— start READING PASSAGE —

After a very significant increase in building permits in 2018, a slower increase is projected for this year. Foreclosure starts, which exhibited a short-lived increase as the Federal Reserve hiked rates, assumed a flat pattern when those rate hikes were paused, spurring a fall in long-term. At a yearly average of 8.57 percent, home values in the Valley increased at about the same pace as last year.

PRICES AND INFLATION

Following the decline in oil prices in the third quarter of 2018, the yearly inflation rate began to decrease and registered 3.35 percent over the 12-month period. However, the price of oil increased the first quarter of 2019, putting further pressure on the inflation rate. Driven by increased oil prices, the rate of inflation is projected to increase in the coming months before settling around the long-term rate of 2.31 percent by the second quarter of 2020.

— end READING PASSAGE —

▶ **WRITTEN INSTRUCTION 1**
In the economic outlook passage, what was the yearly average increase in home values in the Valley?
▶ **WRITTEN INSTRUCTION 2**
Translate this sentence from the economic outlook passage into Spanish: "However, the price of oil increased the first quarter of 2019, putting further pressure on the inflation rate."
▶ **WRITTEN INSTRUCTION 3**
Carry the economic outlook passage forward from its final sentence.

— start RECORDED DATA —

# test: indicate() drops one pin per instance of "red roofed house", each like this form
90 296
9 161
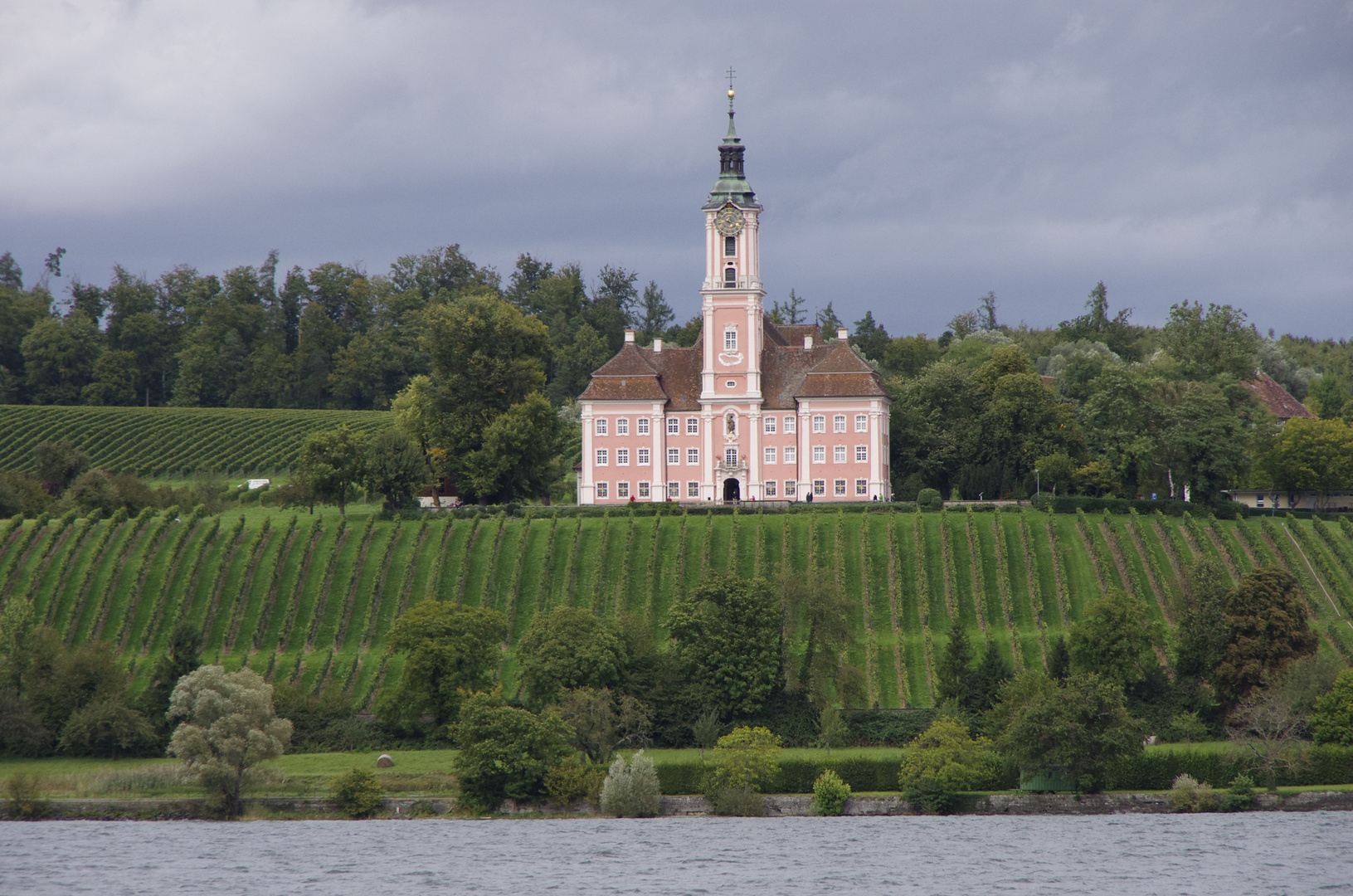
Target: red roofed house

— end RECORDED DATA —

▶ **RESPONSE 1**
8.57 percent

▶ **RESPONSE 2**
Sin embargo, el precio del petróleo aumentó en el primer trimestre de 2019, lo que ejerció una presión adicional sobre la tasa de inflación.

▶ **RESPONSE 3**
Meanwhile, wages are not keeping up with inflation. At an annual average growth rate of 3.03 percent, wage growth in the Valley fell behind the inflation rate in 2018, showing a decline in real wages of 0.32 percent. A similar pattern of gradual decline in real wages is projected to prevail through early 2021.

BANKING AND CAPITAL MARKETS

Acceleration in the Valley’s total bank deposits slowed in 2018, but remained relatively strong, with deposits growing 8.01 percent in 2018 compared to 8.62 percent in 2017. Bank deposits are projected to grow at a slower pace in the months ahead. Valley bank assets in non-accrual began to increase gradually over the last 12 months, even though there was a decline in the fourth quarter of 2018. The lowest point in assets in non-accrual was attained in the third quarter of 2017. The same pattern prevailed in assets in default 30-89 days and 90-plus days. Along with total deposits, Valley total net loans and leases is a category projected to grow at a slower pace in the next two years.

EXTERNAL SECTOR

This section of the report, added last year, examines activity at the Port of Stockton, which handles shipments of goods such as cement, steel, liquid fertilizer and rice — four bulk items highly susceptible to the pressures of tariffs.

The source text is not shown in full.